• _TASK STATEMENT_:
Reproduce every line of the listing below, offsetting each coordinate in the answers by 43. Leave all other lines unchanged.

**** RECORDS SUPPLIED

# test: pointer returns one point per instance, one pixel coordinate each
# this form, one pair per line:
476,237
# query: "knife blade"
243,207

********

• _FULL ANSWER_:
# test: pointer returns one point per instance, one pixel coordinate each
# this form, one pair per line:
476,237
# query: "knife blade"
286,250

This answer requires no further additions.